Problems and tasks:
• a. List every person named in the article on the Maharashtra appellate tribunal ruling.
• b. Rewrite the part of the article on the Maharashtra appellate tribunal ruling starting with "Maha REAT: Builder Firm Can't" and going on through "the construction firm...", swapping "construction firm" for "building company".

Maha REAT: Builder Firm Can't Argue That Partner Who Received Money From Home Buyer Retired, Firm Is Liable

Aryan Raj

16 March 2024 5:30 AM GMT

  • Maha REAT: Builder Firm Cant Argue That Partner Who Received Money From Home Buyer Retired, Firm Is Liable

    Maharashtra Real Estate Appellate Tribunal (Tribunal) bench, comprising of Justice Shri Shriram R. Jagtap (Judicial Member) and Dr. K. Shivaji (Technical Member), has held the construction firm liable for the misapplication of consideration money by the erstwhile partner. The consideration money of Rs. 22 lakh was paid by the homebuyers to the erstwhile partner of the construction firm...

Supplied entries:
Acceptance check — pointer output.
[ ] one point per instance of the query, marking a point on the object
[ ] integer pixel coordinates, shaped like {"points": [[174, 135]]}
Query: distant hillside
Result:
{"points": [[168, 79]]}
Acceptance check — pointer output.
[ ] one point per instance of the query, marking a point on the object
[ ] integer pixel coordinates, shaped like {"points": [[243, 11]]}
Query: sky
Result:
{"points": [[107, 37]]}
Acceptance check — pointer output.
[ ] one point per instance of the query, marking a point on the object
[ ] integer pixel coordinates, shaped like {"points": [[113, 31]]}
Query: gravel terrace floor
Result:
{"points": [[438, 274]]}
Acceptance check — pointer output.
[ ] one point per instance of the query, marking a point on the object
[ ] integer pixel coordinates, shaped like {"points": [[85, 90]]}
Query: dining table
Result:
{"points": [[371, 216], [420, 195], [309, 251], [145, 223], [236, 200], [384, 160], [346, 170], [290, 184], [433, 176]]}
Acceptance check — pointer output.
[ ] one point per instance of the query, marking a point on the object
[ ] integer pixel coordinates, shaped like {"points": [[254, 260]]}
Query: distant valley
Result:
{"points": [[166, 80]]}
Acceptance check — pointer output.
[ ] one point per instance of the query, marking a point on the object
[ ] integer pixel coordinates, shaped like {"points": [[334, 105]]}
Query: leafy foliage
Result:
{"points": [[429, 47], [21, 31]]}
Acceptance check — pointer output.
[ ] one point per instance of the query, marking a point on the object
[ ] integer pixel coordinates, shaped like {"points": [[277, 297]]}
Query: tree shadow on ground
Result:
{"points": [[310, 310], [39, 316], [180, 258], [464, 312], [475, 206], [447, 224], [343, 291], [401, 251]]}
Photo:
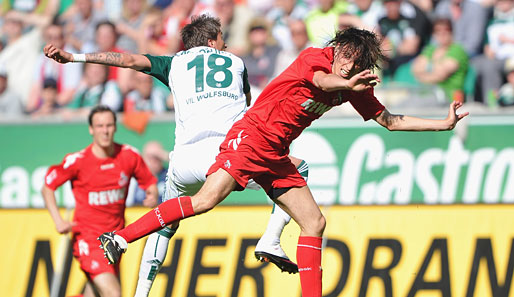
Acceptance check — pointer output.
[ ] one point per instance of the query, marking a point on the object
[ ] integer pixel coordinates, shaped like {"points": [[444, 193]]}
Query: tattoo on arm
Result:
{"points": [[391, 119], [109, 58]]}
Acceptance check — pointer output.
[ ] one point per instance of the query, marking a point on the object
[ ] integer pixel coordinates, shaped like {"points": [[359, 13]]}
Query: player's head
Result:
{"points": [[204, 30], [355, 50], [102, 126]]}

Exercise results:
• a.
- Aryan Raj
- Justice Shri Shriram R. Jagtap
- Dr. K. Shivaji

• b.
Maha REAT: Builder Firm Can't Argue That Partner Who Received Money From Home Buyer Retired, Firm Is Liable

Aryan Raj

16 March 2024 5:30 AM GMT

  • Maha REAT: Builder Firm Cant Argue That Partner Who Received Money From Home Buyer Retired, Firm Is Liable

    Maharashtra Real Estate Appellate Tribunal (Tribunal) bench, comprising of Justice Shri Shriram R. Jagtap (Judicial Member) and Dr. K. Shivaji (Technical Member), has held the building company liable for the misapplication of consideration money by the erstwhile partner. The consideration money of Rs. 22 lakh was paid by the homebuyers to the erstwhile partner of the building company...